▸ **OBJECTIVE**: Reproduce the listing below without any change.

(Excerpts of location labeling data)
▬▬▬▬▬▬
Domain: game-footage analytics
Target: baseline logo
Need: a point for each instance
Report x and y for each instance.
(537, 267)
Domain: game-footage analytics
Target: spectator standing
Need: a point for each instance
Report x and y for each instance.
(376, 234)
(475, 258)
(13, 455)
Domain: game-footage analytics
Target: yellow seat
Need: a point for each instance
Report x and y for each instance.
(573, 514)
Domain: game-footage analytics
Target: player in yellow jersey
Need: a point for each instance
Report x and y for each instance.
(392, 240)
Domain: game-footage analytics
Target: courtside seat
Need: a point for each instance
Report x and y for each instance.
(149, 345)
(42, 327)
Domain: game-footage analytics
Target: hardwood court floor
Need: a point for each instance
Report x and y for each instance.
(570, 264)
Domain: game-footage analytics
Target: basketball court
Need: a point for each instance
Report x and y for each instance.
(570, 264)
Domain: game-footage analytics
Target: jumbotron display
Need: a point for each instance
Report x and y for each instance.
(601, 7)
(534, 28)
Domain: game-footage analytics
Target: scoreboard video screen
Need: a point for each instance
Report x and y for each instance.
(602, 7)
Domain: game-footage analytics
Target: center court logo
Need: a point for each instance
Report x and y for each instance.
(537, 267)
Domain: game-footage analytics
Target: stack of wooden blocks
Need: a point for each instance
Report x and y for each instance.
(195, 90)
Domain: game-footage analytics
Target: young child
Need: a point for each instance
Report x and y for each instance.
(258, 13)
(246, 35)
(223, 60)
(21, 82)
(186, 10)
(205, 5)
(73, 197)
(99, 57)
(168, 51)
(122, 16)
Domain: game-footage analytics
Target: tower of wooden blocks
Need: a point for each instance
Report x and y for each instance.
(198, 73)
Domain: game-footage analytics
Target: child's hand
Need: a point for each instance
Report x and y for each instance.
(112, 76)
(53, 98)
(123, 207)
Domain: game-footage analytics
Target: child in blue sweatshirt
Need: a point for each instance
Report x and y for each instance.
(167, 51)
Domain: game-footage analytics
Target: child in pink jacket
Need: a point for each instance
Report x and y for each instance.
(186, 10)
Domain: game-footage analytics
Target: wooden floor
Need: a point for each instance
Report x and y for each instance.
▬▬▬▬▬▬
▸ **TASK SOLUTION**:
Domain: game-footage analytics
Target: baseline logo
Need: a point for each instance
Report x and y for each instance.
(537, 267)
Domain: game-footage analytics
Target: spectator standing
Need: a point for each instance
Report x and y for each instance.
(376, 234)
(475, 258)
(13, 455)
Domain: game-footage analytics
Target: yellow seat
Need: a point for each instance
Report x and y for each instance.
(573, 514)
Domain: game-footage analytics
Target: player in yellow jersey
Need: a point for each instance
Report x and y for each instance.
(392, 240)
Domain: game-footage analytics
Target: courtside seat
Need: a point for each instance
Report x and y for each instance.
(149, 345)
(42, 327)
Domain: game-footage analytics
Target: hardwood court floor
Need: a point for each instance
Report x and y for each instance.
(570, 264)
Domain: game-footage analytics
Target: basketball court
Need: a point for each instance
Report x and y for each instance.
(570, 264)
Domain: game-footage analytics
Target: jumbotron display
Need: a point for each instance
Report x and y for each instance.
(601, 7)
(534, 28)
Domain: game-footage analytics
Target: scoreboard video screen
Need: a point for each instance
Report x and y for each instance.
(602, 7)
Domain: game-footage analytics
Target: center court logo
Need: a point for each instance
Report x and y for each instance.
(537, 267)
Domain: game-footage analytics
Target: stack of wooden blocks
Need: a point for each instance
Report x and y for each instance.
(195, 90)
Domain: game-footage analytics
Target: young child
Need: a point for each instance
Report x and y for each instance.
(258, 13)
(246, 35)
(223, 60)
(21, 82)
(186, 10)
(205, 5)
(73, 197)
(99, 57)
(168, 51)
(122, 16)
Domain: game-footage analytics
Target: tower of wooden blocks
Need: a point for each instance
Report x and y for each instance.
(198, 73)
Domain: game-footage analytics
Target: child's hand
Need: a point for each instance
Report x and y for each instance.
(112, 76)
(53, 98)
(123, 207)
Domain: game-footage analytics
Target: child in blue sweatshirt
Need: a point for each instance
Report x and y for each instance.
(167, 51)
Domain: game-footage analytics
Target: child in pink jacket
Need: a point for each instance
Report x and y for each instance.
(186, 10)
Domain: game-footage analytics
Target: wooden floor
Need: a point for each instance
Report x and y for each instance.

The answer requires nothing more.